### PASSAGE GIVEN
============================================================

Several key indicators for the services sector – the UK’s main driver of economic growth – fell slightly this quarter, with domestic sales and orders reaching their lowest level for over three years. For manufacturing, domestic sales fell again, and remain low in historical terms.
While some manufacturing sector indicators have shown slight improvements, these increases are from a very low base. Combined with the slight weakening in some areas of the dominant services sector, the Q1 figures suggest a static picture- with potential downside risks for UK economic growth ahead.
Key findings in the Q1 2016 survey:
Overall, the figures for both the services and manufacturing sectors indicate continued growth. However, this has remained static across many indicators, and slackened in others.
In the Norfolk manufacturing sector there continued to be a decline in both export sales and orders (-25) and (-33) respectively. Domestic sales moved out of negative territory from (-8) in Q4 2015 to (0) this quarter, however home orders fell further to (-9).
However, more Norfolk manufacturing firms grew their workforce in the last three months (+2), but those expecting to recruit in the next 3 months declined to (+10) from (+18) in Q4 2015.
The Norfolk service sector showed mixed results, with domestic sales falling (+21) and orders remaining static (+11); whilst export sales and orders increased (+9) and (+3) respectively.
In both the Norfolk manufacturing and service sectors reported less difficulties in recruiting staff.
Confidence in turnover and profitability for both services and manufacturing remains low by historical standards
The balance of Norfolk manufacturers intending to increase prices fell sharply, from (+23) to (0) (reversing the rise of the previous quarter). The service sector balance decreased from (+22) to (+18).
The balance of firms intending to invest in plant and machinery and training either fell or remained static in the services sector
Whilst the number of Norfolk manufacturers investing in plant and machinery rose, but those investing in training fell.
Norfolk companies reported increased pressures for higher pay settlements (+37) in manufacturing, (+20) in services). In manufacturing, the level is still higher than before the financial crisis.
“Our latest QES survey results suggest that the Norfolk economy is in a holding pattern. While the majority of the picture is static overall, there are clear indications that economic growth is continuing to soften. From sales and orders, to confidence and investment intentions, many of the Norfolk business indicators are at a low ebb. However there continue to be opportunities and we will continue to support our businesses through these challenging times.”
Dr Adam Marshall, Acting Director General of the British Chambers of Commerce, said:
“The softening environment should be a wake-up call for Westminster. Further action is likely to be needed to support business confidence, encourage trade and underpin investment in the months ahead.”
David Kern, BCC Chief Economist, added:
“These results are disappointing but not surprising. Although GDP growth for the previous quarter was upgraded slightly, our survey points to a slowdown in Q1 2016. This is the inevitable consequence of mounting global and domestic uncertainties, but it is nevertheless concerning that the vibrant and dominant services sector is likely to face mounting challenges in the next few years. The mediocre employment balances are a warning that we cannot afford to be complacent about the continued dynamism of our labour market.

============================================================

### INFORMATION SUPPLIED
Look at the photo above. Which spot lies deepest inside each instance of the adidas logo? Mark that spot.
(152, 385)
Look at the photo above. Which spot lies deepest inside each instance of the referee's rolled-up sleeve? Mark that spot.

============================================================

### WRITTEN INSTRUCTION A
Answer these questions from the survey report:
(i) What balance did export sales show in the Norfolk manufacturing sector?
(ii) The balance of Norfolk manufacturers planning to raise prices fell from what figure to what figure?
(iii) What job title does the survey report give for David Kern?
### WRITTEN INSTRUCTION B
Copy everything in the survey report from "While some manufacturing" down to "further to (-9).", word for word.
The material above is separate from the survey report.

### TASK SOLUTION A
(i) -25
(ii) From +23 to 0
(iii) BCC Chief Economist

### TASK SOLUTION B
While some manufacturing sector indicators have shown slight improvements, these increases are from a very low base. Combined with the slight weakening in some areas of the dominant services sector, the Q1 figures suggest a static picture- with potential downside risks for UK economic growth ahead.
Key findings in the Q1 2016 survey:
Overall, the figures for both the services and manufacturing sectors indicate continued growth. However, this has remained static across many indicators, and slackened in others.
In the Norfolk manufacturing sector there continued to be a decline in both export sales and orders (-25) and (-33) respectively. Domestic sales moved out of negative territory from (-8) in Q4 2015 to (0) this quarter, however home orders fell further to (-9).